[Labeled point records]
☆ ☆ ☆ ☆ ☆
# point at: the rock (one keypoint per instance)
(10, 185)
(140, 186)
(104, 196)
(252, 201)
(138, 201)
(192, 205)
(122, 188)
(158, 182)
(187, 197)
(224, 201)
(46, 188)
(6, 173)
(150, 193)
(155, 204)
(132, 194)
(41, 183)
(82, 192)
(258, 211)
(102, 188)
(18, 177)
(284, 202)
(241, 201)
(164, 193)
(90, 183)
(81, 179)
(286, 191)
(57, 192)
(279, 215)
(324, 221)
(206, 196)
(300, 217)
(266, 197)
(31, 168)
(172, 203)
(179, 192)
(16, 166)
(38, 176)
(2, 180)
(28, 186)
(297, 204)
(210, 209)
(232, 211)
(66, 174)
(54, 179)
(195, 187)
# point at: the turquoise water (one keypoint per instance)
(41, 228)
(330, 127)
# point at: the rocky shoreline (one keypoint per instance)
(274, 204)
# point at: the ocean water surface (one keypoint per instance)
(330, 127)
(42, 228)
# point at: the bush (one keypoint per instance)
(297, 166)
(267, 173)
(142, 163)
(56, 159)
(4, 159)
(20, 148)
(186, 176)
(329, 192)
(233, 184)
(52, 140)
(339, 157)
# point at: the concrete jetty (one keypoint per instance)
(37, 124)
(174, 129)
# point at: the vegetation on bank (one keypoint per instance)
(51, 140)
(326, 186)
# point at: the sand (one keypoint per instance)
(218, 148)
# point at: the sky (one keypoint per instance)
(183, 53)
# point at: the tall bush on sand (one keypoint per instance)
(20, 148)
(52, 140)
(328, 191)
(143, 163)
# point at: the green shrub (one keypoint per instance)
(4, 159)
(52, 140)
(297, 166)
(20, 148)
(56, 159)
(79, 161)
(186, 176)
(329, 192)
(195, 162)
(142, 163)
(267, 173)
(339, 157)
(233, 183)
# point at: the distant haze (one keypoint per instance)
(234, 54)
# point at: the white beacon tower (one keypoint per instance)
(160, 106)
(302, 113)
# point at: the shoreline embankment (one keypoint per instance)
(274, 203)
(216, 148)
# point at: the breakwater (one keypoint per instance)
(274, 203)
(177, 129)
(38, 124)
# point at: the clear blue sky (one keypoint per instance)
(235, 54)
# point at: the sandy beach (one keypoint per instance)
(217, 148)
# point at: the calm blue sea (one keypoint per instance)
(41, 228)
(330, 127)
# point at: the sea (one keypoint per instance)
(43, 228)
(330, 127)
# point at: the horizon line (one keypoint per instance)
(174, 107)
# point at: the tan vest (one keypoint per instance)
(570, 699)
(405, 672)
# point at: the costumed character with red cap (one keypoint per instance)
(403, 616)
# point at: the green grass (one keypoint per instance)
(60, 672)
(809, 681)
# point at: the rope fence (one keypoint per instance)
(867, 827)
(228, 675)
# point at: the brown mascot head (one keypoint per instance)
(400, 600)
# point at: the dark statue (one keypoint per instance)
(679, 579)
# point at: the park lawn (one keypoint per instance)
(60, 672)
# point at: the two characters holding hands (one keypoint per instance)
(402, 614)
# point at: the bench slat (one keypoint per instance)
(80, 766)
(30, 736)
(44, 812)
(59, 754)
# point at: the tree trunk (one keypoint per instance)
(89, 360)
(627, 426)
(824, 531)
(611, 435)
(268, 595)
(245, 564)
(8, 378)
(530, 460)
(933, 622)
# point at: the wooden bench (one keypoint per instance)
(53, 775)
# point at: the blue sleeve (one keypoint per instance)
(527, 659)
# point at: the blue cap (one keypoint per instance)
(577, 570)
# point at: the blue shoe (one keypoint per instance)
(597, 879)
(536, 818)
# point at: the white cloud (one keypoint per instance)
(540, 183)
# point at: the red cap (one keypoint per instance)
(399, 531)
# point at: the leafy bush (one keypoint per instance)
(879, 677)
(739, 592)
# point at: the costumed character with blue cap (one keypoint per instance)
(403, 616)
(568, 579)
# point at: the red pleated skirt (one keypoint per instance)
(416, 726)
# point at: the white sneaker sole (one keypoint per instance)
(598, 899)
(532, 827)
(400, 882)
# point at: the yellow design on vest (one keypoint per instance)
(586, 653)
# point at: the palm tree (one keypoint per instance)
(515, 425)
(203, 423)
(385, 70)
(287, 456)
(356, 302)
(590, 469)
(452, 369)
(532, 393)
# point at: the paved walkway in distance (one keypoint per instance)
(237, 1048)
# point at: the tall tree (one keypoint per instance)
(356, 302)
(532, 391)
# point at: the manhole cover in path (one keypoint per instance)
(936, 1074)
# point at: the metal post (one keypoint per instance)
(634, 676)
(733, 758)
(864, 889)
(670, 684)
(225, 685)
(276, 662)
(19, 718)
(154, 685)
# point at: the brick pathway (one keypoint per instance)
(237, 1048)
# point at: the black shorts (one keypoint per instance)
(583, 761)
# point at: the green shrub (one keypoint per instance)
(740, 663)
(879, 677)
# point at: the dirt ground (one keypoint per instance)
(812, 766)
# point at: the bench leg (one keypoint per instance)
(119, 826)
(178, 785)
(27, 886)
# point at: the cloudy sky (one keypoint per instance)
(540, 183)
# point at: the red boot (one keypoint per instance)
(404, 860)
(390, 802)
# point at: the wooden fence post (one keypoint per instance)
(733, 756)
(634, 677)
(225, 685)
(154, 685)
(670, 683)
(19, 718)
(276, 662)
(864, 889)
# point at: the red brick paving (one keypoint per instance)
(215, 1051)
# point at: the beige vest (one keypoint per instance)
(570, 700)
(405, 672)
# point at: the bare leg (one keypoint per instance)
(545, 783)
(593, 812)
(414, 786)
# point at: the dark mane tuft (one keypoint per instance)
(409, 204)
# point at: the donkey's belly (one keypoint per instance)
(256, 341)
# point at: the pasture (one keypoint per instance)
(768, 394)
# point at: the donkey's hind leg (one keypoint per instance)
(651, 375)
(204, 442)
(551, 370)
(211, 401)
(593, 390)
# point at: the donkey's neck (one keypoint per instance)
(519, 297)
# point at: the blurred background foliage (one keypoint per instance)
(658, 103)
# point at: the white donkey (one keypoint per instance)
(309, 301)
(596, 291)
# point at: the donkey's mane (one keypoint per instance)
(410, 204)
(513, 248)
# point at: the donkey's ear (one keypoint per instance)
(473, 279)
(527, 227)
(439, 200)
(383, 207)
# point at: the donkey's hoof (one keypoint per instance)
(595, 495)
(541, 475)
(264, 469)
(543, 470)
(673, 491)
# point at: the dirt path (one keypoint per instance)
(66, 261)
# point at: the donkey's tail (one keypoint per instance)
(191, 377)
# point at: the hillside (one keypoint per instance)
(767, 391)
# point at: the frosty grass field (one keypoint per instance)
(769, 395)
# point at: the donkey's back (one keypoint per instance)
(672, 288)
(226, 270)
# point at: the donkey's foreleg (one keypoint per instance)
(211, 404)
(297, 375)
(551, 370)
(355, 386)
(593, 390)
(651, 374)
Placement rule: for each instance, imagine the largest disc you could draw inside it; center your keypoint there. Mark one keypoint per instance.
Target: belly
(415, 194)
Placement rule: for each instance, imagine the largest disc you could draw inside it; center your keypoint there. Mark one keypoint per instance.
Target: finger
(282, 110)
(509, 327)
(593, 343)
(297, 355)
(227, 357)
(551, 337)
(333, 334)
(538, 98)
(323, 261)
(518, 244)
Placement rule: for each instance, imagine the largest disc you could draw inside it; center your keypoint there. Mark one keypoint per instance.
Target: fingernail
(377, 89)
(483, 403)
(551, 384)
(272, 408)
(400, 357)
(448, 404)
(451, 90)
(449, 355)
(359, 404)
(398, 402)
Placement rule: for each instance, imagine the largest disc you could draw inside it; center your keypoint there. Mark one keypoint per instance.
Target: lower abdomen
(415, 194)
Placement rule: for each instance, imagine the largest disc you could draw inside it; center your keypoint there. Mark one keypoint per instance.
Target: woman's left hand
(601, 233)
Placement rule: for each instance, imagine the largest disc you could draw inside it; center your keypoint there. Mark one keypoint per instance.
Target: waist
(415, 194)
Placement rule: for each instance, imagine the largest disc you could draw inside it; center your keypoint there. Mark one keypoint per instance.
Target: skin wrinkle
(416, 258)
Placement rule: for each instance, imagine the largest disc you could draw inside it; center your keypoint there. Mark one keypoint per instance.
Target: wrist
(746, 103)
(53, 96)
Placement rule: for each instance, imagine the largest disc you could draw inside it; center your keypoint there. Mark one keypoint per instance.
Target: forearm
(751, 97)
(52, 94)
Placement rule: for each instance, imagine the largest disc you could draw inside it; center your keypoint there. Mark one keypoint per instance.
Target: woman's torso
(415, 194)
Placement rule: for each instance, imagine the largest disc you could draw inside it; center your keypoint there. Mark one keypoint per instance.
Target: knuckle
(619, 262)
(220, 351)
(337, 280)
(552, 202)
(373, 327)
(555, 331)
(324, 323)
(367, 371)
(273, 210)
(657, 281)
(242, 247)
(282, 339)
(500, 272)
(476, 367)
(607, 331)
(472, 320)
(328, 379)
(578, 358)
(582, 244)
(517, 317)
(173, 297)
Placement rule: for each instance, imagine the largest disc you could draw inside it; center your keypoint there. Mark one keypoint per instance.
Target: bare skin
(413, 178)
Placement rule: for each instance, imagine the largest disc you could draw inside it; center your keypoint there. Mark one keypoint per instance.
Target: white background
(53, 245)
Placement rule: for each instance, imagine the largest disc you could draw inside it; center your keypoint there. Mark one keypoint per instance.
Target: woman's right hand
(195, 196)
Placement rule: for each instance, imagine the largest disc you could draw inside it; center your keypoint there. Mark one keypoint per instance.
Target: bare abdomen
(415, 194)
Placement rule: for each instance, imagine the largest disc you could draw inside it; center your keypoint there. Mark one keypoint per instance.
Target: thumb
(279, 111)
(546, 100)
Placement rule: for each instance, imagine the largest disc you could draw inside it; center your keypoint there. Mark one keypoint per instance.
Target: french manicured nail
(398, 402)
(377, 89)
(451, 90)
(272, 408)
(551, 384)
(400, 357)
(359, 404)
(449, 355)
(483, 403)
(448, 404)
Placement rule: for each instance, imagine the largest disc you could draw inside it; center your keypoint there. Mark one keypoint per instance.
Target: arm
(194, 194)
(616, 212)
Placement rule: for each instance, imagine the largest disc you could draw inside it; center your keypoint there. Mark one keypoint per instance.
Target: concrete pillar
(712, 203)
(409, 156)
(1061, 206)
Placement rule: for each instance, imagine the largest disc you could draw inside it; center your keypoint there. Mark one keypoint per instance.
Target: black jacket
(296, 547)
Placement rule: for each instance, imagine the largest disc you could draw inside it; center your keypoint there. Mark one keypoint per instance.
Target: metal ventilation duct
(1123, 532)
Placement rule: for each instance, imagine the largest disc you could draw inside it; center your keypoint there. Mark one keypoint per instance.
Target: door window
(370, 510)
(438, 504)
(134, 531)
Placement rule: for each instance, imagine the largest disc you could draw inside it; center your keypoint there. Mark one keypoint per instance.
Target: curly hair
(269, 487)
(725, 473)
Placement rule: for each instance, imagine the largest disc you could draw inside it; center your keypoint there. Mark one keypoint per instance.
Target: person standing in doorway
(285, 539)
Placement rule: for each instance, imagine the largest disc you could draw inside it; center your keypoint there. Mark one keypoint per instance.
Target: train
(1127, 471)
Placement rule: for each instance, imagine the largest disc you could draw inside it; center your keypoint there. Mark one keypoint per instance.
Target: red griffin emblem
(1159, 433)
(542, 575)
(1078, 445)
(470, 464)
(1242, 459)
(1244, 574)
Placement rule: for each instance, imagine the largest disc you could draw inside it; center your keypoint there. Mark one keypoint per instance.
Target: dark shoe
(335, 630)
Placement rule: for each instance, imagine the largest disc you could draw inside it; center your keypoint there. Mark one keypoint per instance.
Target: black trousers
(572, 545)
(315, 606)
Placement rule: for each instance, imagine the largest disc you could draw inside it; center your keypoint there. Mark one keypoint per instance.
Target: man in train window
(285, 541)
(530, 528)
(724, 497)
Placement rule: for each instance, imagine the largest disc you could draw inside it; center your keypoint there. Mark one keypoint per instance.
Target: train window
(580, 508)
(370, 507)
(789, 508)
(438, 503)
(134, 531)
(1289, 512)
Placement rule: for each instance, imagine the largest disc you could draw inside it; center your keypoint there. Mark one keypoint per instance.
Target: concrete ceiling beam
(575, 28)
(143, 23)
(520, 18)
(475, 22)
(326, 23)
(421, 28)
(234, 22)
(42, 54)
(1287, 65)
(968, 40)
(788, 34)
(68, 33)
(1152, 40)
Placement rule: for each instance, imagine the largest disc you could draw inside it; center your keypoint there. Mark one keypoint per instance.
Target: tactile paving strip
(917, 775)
☆ ☆ ☆ ☆ ☆
*Problem*
Count the lines of the records above that contain the string "with". Give only the number.

*Response to the exercise*
2